Think “juicy steak”. Unless you are a vegetarian, your mouth watered or your stomach told you that you were hungry. “Juicy steak” is a phrase that triggers physical and emotional reactions; it will blind you from thinking clearly about anything else…at least for a minute or two. CEOs who run around tossing out phrases like “surging labour costs” and “lower productivity” are using the “juicy steak” strategy—they want to trigger emotional responses that blind people.
So, when you read this report in the Financial Review about a survey of the CEO Forum Group:
International companies have warned the Gillard government that they may scale back investment plans in Australia due to carbon pricing, surging labour costs, the high dollar and political uncertainty.
Leading executives of multinational corporations claim that Australia’s business-friendly reputation is at risk and parent companies could shift resources to Asian nations.
…Membership to the forum is restricted to the country head, chief financial officer and top human resources executive of multinational subsidiaries operating in Australia, including Coca-Cola, KPMG, Credit Suisse, Citibank, Accenture, GM Holden, Colgate-Palmolive, Campbell Arnott’s, BP and GlaxoSmithKline.
Remember this:
1. The heads of these companies make millions of dollars in pay and benefits and not a one—not a single one—has offered to give back a dime of their obscene compensation.
2. “Surging labour costs” is a crock, if you look over the course of several years. The actual official statistics at the Australian Bureau of Statistics shows that over the period 2008-2011, compensation averaged about 4.4 percent—at the same time that housing costs alone rose more than 3 percent and other costs to just live rose as well, eating up any compensation hikes in real terms. Just in the past quarter, price rises for medical and hospital services increased 2.8%, rents 1.1% , and vegetables +5.2%. Bottom line: people are not living high off the hog.

> Tasks for this exercise
A: In the commentary on CEO warnings, why does the writer call "surging labour costs" a crock?
B: According to the commentary on CEO warnings, by what percentage did vegetable prices rise in the past quarter?
C: Reproduce the passage of the commentary on CEO warnings from "Leading executives of" to "their obscene compensation.".

> Excerpted records
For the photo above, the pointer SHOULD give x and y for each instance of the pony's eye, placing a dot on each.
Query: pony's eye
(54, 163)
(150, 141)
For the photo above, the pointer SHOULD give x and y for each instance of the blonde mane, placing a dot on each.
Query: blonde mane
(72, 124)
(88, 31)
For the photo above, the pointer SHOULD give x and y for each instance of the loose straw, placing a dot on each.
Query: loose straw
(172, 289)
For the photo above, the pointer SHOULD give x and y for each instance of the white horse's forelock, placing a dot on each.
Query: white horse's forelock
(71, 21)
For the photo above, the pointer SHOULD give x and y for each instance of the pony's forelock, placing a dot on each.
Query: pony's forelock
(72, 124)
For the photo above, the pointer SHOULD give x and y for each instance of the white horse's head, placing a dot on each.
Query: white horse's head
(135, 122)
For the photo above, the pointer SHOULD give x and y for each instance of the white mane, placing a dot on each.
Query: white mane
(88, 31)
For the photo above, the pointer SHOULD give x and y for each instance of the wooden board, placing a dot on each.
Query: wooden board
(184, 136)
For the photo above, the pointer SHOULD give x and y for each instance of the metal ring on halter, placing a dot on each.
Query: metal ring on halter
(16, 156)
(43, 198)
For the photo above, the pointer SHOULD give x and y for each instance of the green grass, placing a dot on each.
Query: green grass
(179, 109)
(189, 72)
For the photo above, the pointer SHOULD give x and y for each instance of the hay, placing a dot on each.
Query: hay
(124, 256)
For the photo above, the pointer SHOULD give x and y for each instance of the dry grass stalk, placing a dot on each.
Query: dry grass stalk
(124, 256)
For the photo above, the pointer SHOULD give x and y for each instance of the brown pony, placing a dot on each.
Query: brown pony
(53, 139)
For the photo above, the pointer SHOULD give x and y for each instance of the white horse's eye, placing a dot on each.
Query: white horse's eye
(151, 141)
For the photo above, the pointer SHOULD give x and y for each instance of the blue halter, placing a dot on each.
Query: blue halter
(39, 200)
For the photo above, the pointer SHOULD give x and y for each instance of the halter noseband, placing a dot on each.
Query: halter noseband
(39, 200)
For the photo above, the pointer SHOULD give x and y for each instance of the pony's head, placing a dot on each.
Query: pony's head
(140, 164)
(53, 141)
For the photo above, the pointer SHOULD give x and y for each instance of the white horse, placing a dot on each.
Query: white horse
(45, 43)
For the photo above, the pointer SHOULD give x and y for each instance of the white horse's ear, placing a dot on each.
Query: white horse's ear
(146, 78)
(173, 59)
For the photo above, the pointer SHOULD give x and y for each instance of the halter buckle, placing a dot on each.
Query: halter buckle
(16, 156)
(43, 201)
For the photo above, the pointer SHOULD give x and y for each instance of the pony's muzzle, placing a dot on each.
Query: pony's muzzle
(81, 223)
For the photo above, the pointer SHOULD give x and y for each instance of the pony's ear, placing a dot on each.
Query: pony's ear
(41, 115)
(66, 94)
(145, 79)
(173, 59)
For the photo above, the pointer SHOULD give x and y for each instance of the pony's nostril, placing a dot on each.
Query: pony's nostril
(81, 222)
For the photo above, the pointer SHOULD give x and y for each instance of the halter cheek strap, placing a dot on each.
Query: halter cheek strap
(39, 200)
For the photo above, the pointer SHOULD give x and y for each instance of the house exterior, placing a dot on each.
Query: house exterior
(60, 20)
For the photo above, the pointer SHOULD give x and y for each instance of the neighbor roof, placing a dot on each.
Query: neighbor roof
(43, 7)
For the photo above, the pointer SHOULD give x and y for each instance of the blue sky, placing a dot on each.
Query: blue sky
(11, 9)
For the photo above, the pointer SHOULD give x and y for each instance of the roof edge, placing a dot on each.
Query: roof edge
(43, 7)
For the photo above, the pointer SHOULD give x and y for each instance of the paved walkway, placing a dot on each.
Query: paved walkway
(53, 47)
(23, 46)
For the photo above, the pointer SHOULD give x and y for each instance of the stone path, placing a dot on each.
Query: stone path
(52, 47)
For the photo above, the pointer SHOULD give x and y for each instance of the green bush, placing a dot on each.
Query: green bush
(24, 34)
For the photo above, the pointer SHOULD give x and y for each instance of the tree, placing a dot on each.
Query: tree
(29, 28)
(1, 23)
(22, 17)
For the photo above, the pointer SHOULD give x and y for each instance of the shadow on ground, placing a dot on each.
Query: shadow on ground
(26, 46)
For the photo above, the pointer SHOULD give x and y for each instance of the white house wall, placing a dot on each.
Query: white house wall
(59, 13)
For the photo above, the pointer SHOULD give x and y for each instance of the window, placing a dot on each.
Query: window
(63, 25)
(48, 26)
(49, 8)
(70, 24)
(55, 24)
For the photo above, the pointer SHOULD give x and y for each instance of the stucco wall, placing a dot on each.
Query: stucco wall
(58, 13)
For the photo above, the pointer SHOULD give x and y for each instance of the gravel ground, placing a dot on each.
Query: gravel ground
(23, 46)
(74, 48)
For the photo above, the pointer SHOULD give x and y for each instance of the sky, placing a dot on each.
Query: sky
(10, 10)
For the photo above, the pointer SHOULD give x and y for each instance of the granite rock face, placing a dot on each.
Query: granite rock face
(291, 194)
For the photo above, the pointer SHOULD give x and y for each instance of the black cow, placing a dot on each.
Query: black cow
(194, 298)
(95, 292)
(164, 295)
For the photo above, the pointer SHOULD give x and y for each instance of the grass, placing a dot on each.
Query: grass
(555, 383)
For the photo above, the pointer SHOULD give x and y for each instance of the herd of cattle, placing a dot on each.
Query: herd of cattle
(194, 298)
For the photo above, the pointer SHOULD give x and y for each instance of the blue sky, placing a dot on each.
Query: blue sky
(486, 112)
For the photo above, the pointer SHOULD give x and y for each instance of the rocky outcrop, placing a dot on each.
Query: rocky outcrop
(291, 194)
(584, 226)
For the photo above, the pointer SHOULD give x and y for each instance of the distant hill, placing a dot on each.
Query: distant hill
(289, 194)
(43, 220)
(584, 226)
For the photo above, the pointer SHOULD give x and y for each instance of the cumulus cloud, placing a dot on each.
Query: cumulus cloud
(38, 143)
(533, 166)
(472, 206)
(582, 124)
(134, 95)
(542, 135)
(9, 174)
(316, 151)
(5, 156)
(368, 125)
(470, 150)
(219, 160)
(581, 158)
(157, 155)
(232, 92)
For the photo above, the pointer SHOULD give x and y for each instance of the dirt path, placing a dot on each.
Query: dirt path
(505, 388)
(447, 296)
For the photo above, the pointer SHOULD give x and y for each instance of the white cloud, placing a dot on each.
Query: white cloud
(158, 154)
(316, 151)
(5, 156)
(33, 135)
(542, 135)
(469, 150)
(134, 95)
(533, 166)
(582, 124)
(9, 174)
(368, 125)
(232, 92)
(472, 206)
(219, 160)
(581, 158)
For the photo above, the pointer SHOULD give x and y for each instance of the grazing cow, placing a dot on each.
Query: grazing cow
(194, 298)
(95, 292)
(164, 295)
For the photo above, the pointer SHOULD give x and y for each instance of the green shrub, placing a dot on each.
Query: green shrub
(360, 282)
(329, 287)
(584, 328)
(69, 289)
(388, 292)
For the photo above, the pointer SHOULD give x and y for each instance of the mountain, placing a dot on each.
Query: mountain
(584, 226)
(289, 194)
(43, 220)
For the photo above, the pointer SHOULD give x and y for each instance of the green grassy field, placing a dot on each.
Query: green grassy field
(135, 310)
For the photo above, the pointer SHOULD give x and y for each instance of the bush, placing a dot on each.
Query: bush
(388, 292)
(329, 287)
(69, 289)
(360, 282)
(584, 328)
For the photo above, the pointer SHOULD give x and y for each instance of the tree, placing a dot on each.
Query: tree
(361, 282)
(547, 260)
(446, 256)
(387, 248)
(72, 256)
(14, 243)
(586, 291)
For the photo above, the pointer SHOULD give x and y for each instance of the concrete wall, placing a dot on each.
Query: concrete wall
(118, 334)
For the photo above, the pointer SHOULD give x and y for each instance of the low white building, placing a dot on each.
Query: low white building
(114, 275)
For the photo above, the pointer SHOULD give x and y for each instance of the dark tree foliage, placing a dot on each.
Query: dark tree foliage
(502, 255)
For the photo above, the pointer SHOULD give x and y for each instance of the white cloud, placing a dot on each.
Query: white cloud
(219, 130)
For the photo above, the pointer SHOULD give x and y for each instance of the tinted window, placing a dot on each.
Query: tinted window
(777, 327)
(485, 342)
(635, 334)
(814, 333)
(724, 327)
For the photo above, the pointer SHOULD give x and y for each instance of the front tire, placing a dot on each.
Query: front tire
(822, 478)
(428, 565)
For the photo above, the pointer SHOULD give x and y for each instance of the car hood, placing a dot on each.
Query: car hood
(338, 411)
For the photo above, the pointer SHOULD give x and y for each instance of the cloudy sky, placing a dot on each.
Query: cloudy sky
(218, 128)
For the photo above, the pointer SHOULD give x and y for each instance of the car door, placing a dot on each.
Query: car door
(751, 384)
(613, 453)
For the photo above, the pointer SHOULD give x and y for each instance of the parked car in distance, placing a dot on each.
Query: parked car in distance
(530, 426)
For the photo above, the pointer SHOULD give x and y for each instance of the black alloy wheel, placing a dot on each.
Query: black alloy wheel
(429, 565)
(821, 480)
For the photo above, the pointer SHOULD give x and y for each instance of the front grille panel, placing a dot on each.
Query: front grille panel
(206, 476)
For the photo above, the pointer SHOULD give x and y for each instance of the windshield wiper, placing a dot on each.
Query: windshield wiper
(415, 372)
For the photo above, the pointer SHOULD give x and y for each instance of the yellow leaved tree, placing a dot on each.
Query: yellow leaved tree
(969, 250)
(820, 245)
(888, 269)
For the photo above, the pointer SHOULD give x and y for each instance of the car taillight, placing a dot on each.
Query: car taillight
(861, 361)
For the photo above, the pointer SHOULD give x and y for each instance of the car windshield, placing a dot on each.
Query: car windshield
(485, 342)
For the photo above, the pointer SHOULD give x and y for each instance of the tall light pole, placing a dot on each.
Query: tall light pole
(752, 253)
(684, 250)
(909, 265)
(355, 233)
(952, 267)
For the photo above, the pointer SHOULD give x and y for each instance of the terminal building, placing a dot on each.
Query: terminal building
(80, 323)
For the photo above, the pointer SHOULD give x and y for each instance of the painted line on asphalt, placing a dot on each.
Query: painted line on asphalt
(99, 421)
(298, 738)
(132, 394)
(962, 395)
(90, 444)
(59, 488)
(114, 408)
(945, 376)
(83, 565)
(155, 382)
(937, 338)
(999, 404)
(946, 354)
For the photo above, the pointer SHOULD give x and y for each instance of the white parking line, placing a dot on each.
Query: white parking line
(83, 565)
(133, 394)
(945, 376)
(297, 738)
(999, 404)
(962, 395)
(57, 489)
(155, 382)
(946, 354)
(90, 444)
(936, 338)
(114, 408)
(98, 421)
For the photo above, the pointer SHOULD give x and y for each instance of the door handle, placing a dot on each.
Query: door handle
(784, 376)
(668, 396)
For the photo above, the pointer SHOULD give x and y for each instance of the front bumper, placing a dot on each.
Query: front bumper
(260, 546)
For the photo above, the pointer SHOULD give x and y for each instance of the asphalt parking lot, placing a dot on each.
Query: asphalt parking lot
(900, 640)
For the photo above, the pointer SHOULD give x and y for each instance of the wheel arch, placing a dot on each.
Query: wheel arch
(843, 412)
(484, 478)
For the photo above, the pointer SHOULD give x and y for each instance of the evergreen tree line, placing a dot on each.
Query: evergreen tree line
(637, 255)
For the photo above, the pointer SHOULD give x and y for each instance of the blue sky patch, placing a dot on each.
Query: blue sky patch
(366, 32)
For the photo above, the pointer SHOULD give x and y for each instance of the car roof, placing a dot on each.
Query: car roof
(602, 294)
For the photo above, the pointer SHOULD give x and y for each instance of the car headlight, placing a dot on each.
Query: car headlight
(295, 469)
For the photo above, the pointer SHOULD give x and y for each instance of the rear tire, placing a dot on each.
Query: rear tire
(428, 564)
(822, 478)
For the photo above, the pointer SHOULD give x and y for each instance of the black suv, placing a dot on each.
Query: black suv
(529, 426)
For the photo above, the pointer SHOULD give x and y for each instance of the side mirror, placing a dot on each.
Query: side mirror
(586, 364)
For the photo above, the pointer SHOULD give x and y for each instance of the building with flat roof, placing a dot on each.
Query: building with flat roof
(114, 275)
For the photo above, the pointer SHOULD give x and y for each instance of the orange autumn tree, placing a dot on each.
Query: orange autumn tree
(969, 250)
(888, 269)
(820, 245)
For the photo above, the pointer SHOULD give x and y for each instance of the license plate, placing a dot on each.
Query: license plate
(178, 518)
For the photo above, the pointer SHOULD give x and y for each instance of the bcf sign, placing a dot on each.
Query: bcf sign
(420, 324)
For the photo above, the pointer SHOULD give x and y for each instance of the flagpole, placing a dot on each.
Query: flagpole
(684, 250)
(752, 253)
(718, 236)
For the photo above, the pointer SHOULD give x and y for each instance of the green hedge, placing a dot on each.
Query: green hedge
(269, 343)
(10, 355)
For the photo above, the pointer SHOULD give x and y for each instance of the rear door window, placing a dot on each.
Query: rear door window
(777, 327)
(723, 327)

> Answers per task
A: Australian Bureau of Statistics figures show that compensation averaged about 4.4 percent over 2008-2011. In the same period, housing costs alone rose more than 3 percent and other living costs also went up, which ate up any pay increases in real terms.

B: Vegetable prices rose 5.2% in the past quarter.

C:
Leading executives of multinational corporations claim that Australia’s business-friendly reputation is at risk and parent companies could shift resources to Asian nations.
…Membership to the forum is restricted to the country head, chief financial officer and top human resources executive of multinational subsidiaries operating in Australia, including Coca-Cola, KPMG, Credit Suisse, Citibank, Accenture, GM Holden, Colgate-Palmolive, Campbell Arnott’s, BP and GlaxoSmithKline.
Remember this:
1. The heads of these companies make millions of dollars in pay and benefits and not a one—not a single one—has offered to give back a dime of their obscene compensation.